BRIEF: Extend the forum discussion about sleeping through the day while writing up a thesis, picking up after its last sentence.

Actually, I don't sleeping is a problem. I sleep an awful lot at the moment (in the day). I put it down to the particularly complex brain functions my body is undertaking during this final task of writing up.
I would say accept the sleep, make up for working time elsewhere, and address there is not an underlying 'thesis avoidance' problem which is the cause.
I use to sleep over the day sometime back. I was slacking quiet a bit in my thesis work so I decided to change my sleeping habits and my daily routine itself. I use to think “let me sleep now, I can be more productive in the night” but this was not working out. If I feel sleepy during the day, I usually finish my household chores and then try to work on my report. If I still can’t then I change my working plans. If I had planned to write and can’t, I try to format document, read articles, format figures or do something related to thesis work. So, I would suggest slowly try to change your sleeping habits.
I can sympathise completly. At the moment I'm trying to write up, but I have been diagnosed with CFS/M.E. If I allowed myself to I would sleep constantly. At the moment I miss a fair few days a week, and most of the time I have to work at home as I get so tired. Its very frustrating- if I have a good day and try and get loads done, I feel rubbish for a week and miss even more time off. I'm trying to learn to pace myself but its very hard.

[Saved data entries]
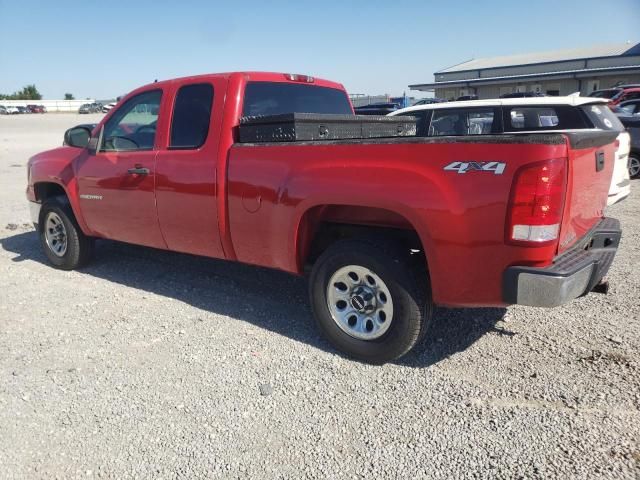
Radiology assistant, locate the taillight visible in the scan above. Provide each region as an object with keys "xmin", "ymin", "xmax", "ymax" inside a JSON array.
[
  {"xmin": 507, "ymin": 158, "xmax": 567, "ymax": 245},
  {"xmin": 284, "ymin": 73, "xmax": 313, "ymax": 83}
]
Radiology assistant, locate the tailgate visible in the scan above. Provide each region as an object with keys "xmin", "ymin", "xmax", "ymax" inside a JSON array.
[{"xmin": 558, "ymin": 130, "xmax": 618, "ymax": 253}]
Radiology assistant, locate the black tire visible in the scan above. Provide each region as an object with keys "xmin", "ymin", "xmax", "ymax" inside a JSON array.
[
  {"xmin": 629, "ymin": 152, "xmax": 640, "ymax": 178},
  {"xmin": 38, "ymin": 197, "xmax": 94, "ymax": 270},
  {"xmin": 309, "ymin": 239, "xmax": 433, "ymax": 364}
]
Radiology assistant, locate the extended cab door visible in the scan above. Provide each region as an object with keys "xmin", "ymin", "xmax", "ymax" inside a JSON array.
[
  {"xmin": 75, "ymin": 88, "xmax": 166, "ymax": 248},
  {"xmin": 156, "ymin": 78, "xmax": 226, "ymax": 258}
]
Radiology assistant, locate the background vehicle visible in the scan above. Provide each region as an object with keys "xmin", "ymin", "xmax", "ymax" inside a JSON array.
[
  {"xmin": 27, "ymin": 72, "xmax": 620, "ymax": 363},
  {"xmin": 611, "ymin": 98, "xmax": 640, "ymax": 116},
  {"xmin": 587, "ymin": 87, "xmax": 623, "ymax": 99},
  {"xmin": 413, "ymin": 98, "xmax": 446, "ymax": 106},
  {"xmin": 500, "ymin": 92, "xmax": 546, "ymax": 98},
  {"xmin": 353, "ymin": 103, "xmax": 400, "ymax": 115},
  {"xmin": 390, "ymin": 95, "xmax": 631, "ymax": 205},
  {"xmin": 589, "ymin": 87, "xmax": 640, "ymax": 105},
  {"xmin": 102, "ymin": 103, "xmax": 116, "ymax": 113},
  {"xmin": 27, "ymin": 105, "xmax": 45, "ymax": 113},
  {"xmin": 619, "ymin": 115, "xmax": 640, "ymax": 178}
]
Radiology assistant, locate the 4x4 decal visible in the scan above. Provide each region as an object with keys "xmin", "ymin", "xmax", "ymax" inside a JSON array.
[{"xmin": 444, "ymin": 162, "xmax": 507, "ymax": 175}]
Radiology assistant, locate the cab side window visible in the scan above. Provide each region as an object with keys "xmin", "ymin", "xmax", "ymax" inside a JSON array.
[
  {"xmin": 100, "ymin": 90, "xmax": 162, "ymax": 152},
  {"xmin": 169, "ymin": 83, "xmax": 213, "ymax": 149}
]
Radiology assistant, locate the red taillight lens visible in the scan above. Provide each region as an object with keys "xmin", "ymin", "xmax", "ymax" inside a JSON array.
[{"xmin": 507, "ymin": 158, "xmax": 567, "ymax": 245}]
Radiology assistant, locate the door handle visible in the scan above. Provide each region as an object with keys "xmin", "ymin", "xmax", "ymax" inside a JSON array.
[{"xmin": 127, "ymin": 165, "xmax": 150, "ymax": 175}]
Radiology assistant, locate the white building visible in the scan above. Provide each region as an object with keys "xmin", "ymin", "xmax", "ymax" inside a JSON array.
[{"xmin": 409, "ymin": 42, "xmax": 640, "ymax": 100}]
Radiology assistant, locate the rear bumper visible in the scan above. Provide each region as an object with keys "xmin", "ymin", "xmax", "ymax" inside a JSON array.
[{"xmin": 502, "ymin": 218, "xmax": 622, "ymax": 307}]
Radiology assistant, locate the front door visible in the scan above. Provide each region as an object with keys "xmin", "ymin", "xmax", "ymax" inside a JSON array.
[{"xmin": 76, "ymin": 89, "xmax": 166, "ymax": 248}]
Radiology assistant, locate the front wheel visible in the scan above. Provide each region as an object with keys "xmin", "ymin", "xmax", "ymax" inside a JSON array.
[
  {"xmin": 38, "ymin": 197, "xmax": 94, "ymax": 270},
  {"xmin": 309, "ymin": 240, "xmax": 433, "ymax": 364}
]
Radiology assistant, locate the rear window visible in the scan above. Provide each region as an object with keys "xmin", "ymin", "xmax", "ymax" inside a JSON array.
[
  {"xmin": 510, "ymin": 108, "xmax": 560, "ymax": 129},
  {"xmin": 580, "ymin": 105, "xmax": 624, "ymax": 132},
  {"xmin": 397, "ymin": 110, "xmax": 431, "ymax": 137},
  {"xmin": 589, "ymin": 88, "xmax": 622, "ymax": 98},
  {"xmin": 429, "ymin": 108, "xmax": 495, "ymax": 137},
  {"xmin": 503, "ymin": 105, "xmax": 589, "ymax": 132},
  {"xmin": 242, "ymin": 82, "xmax": 353, "ymax": 116}
]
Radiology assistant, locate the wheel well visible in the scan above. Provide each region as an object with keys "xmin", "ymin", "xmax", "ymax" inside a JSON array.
[
  {"xmin": 33, "ymin": 182, "xmax": 67, "ymax": 202},
  {"xmin": 298, "ymin": 205, "xmax": 427, "ymax": 271}
]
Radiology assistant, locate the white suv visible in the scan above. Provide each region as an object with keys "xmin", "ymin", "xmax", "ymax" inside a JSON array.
[{"xmin": 389, "ymin": 95, "xmax": 631, "ymax": 205}]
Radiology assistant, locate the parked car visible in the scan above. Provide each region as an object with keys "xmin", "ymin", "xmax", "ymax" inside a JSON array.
[
  {"xmin": 27, "ymin": 105, "xmax": 45, "ymax": 113},
  {"xmin": 413, "ymin": 98, "xmax": 446, "ymax": 106},
  {"xmin": 611, "ymin": 98, "xmax": 640, "ymax": 116},
  {"xmin": 27, "ymin": 72, "xmax": 621, "ymax": 363},
  {"xmin": 589, "ymin": 87, "xmax": 640, "ymax": 106},
  {"xmin": 102, "ymin": 103, "xmax": 116, "ymax": 113},
  {"xmin": 353, "ymin": 102, "xmax": 400, "ymax": 115},
  {"xmin": 500, "ymin": 92, "xmax": 546, "ymax": 98},
  {"xmin": 618, "ymin": 115, "xmax": 640, "ymax": 178},
  {"xmin": 391, "ymin": 95, "xmax": 631, "ymax": 205},
  {"xmin": 587, "ymin": 87, "xmax": 623, "ymax": 99}
]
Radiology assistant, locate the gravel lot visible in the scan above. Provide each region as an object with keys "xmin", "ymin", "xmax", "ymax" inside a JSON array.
[{"xmin": 0, "ymin": 114, "xmax": 640, "ymax": 479}]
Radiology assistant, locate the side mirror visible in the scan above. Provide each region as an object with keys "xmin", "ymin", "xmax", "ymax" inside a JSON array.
[{"xmin": 64, "ymin": 127, "xmax": 91, "ymax": 148}]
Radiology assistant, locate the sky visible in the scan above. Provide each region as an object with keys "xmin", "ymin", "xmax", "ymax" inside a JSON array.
[{"xmin": 0, "ymin": 0, "xmax": 640, "ymax": 99}]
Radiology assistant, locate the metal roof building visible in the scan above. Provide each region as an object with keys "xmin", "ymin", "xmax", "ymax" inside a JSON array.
[{"xmin": 409, "ymin": 42, "xmax": 640, "ymax": 100}]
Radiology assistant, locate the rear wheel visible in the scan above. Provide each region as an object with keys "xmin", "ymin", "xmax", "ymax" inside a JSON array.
[
  {"xmin": 309, "ymin": 240, "xmax": 433, "ymax": 364},
  {"xmin": 629, "ymin": 153, "xmax": 640, "ymax": 178},
  {"xmin": 38, "ymin": 197, "xmax": 94, "ymax": 270}
]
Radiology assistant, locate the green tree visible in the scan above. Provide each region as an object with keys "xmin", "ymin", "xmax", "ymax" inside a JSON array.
[{"xmin": 0, "ymin": 85, "xmax": 42, "ymax": 100}]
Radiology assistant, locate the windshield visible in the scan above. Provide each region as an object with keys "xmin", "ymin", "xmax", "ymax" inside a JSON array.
[{"xmin": 589, "ymin": 88, "xmax": 622, "ymax": 98}]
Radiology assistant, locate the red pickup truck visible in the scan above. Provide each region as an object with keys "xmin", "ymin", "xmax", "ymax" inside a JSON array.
[{"xmin": 27, "ymin": 73, "xmax": 621, "ymax": 363}]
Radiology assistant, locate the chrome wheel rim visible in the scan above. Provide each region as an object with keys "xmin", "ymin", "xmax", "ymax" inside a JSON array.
[
  {"xmin": 44, "ymin": 212, "xmax": 67, "ymax": 257},
  {"xmin": 327, "ymin": 265, "xmax": 393, "ymax": 340},
  {"xmin": 629, "ymin": 157, "xmax": 640, "ymax": 177}
]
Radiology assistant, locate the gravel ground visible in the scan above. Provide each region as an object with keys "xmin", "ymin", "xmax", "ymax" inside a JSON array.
[{"xmin": 0, "ymin": 114, "xmax": 640, "ymax": 479}]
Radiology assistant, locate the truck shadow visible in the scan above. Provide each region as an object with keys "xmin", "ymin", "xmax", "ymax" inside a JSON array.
[{"xmin": 0, "ymin": 231, "xmax": 512, "ymax": 368}]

ANSWER FOR THE TASK:
A lot of people get tiredness from stress etc- but I put off going to the doctor for so long and trying to 'work through it' that I've ended up really messing up my health and having to work very hard to get it back on track. So if you feel this tiredness is interfering with your work- go and see a doctor, get checked out, it could be something really simple like low iron or something- and look after yourself, being tired is your bodies way of asking for a break, so its often a good idea to do what it says:)
I suffer with this too, all the time. I think I've got CFS because as far back as I remember, I've always suffered from extremely low energy. This is something I've battled through for years. I always feel light-headed and dizzy, like I'm going to pass out all the time, and my attention span is really poor--amazing that I'm doing a PhD really. I find it difficult to concentrate, so I'll sit down to read and my mind will start drifting off after 15 mins or so. birdsandbees, how did you get diagnosed with CFS/ME? I've gone to the doc loads of time to discuss this, and they've only ever tested me for anaemia and thyroid, but everything came out ok.
i kept going back, they did loads of blood tests, everything came back normal, but I was at my wits end- I ended up going to the duty doctor in tears because I couldnt believe how tired I was.It was only then they started taking it seriously and that it wasnt just stress (although stress makes it worse).
I got flu about 18 months ago, never really got better, and just got gradually more and more ill the more I tried to battle on through. Everyone says the key is pacing yourself and giving yourself plenty of time to rest, but thats easier said than done when your trying to finish your phd.